**Document text:**
********

These Trigonometric Functions Class 11th Notes, prepared by Careers360 experts, are designed to make your revision easy and efficient.

Trigonometry: Trigon means three sides, and it is a triangle.
And Metry means measurement.

Angle

Angle is the measure of rotation of a ray from its initial point, which is generally denoted by θ.

We have both positive and negative angles. They are represented as follows:

Degree

One degree has 60 minutes, and one minute is further divided into 60 seconds. If a ray rotates from one initial point to another end or terminal point, then it is said to cover $\frac1{360}^{\text{th}}$, then it is said to be 1° (one degree)

Radian

It is another unit to measure angles. The angle measured at the centre forming an arc of 1 unit length in a unit circle with a radius being 1 is called a measure of 1 radian.

Formula:
$\theta=\frac{\text { arc length }}{\text { radius }}=\frac lr$
$⇒ l= rθ$

l = length made by the arc

r = radius of the circle

θ = angle measure.

Relation Between Degree And Radian

To find the radian measure when the degree is given and vice versa.

********

**Data supplied:**
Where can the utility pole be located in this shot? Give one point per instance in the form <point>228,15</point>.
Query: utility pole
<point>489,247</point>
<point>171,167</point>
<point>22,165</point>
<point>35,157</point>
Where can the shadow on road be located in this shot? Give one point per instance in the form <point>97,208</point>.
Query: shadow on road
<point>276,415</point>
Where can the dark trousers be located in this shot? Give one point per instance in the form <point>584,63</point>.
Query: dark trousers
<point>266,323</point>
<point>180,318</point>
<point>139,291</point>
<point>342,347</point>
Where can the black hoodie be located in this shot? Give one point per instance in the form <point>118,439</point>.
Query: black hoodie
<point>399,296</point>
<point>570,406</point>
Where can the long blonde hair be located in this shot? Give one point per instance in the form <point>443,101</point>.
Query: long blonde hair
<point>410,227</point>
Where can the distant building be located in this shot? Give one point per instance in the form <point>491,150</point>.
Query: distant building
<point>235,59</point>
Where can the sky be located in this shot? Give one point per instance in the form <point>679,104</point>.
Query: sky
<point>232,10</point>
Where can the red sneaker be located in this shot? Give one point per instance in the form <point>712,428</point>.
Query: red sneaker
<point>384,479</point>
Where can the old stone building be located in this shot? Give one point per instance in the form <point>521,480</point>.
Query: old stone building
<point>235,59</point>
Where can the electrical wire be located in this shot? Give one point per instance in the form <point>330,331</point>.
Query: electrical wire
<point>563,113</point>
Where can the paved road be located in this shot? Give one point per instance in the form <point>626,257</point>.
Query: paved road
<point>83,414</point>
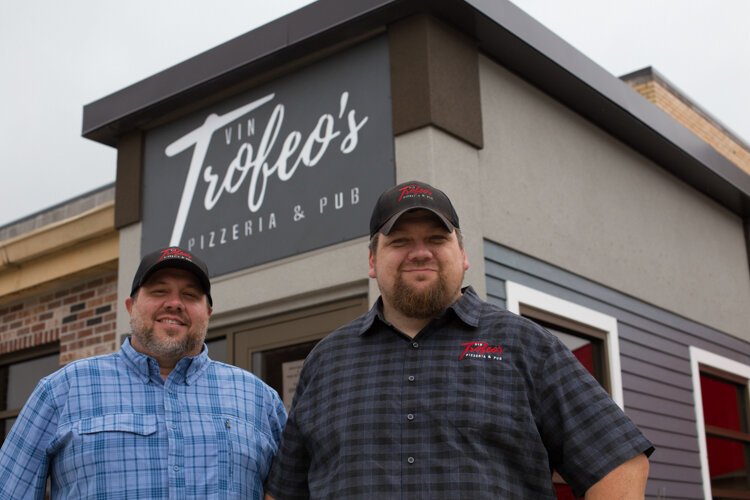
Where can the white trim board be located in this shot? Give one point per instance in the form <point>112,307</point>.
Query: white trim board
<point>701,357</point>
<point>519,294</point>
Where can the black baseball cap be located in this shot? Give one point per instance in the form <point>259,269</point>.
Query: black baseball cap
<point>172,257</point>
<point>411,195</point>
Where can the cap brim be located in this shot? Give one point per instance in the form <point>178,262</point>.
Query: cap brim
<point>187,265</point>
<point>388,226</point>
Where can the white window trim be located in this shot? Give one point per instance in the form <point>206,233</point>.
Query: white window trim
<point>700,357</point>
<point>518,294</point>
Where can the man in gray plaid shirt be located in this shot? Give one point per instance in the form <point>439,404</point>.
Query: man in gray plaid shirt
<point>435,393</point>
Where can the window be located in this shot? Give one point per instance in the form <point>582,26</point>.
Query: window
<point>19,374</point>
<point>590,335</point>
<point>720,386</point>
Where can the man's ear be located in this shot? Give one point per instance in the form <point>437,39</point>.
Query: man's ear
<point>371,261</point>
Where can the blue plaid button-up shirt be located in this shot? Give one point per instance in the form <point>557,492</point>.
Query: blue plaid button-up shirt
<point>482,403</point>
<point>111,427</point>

********

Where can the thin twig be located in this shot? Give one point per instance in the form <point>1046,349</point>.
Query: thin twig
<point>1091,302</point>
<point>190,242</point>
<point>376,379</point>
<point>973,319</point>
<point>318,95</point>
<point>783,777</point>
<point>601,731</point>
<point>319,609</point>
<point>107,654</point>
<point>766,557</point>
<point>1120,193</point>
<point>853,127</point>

********

**Directive 1:**
Swap "ray" for "half-line" in the stretch of the trigonometry notes from "Trigonometry: Trigon means" through "1° (one degree)".
**Directive 2:**
Rewrite the paragraph of the trigonometry notes that begins "It is another unit to measure angles" in one shorter sentence that keeps its main facts.
The records have no connection to the text.

**Exercise output 1:**
Trigonometry: Trigon means three sides, and it is a triangle.
And Metry means measurement.

Angle

Angle is the measure of rotation of a half-line from its initial point, which is generally denoted by θ.

We have both positive and negative angles. They are represented as follows:

Degree

One degree has 60 minutes, and one minute is further divided into 60 seconds. If a half-line rotates from one initial point to another end or terminal point, then it is said to cover $\frac1{360}^{\text{th}}$, then it is said to be 1° (one degree)

**Exercise output 2:**
A radian is another unit of angle measure, with 1 radian being the angle at the center of a unit circle (radius 1) that forms an arc of length 1.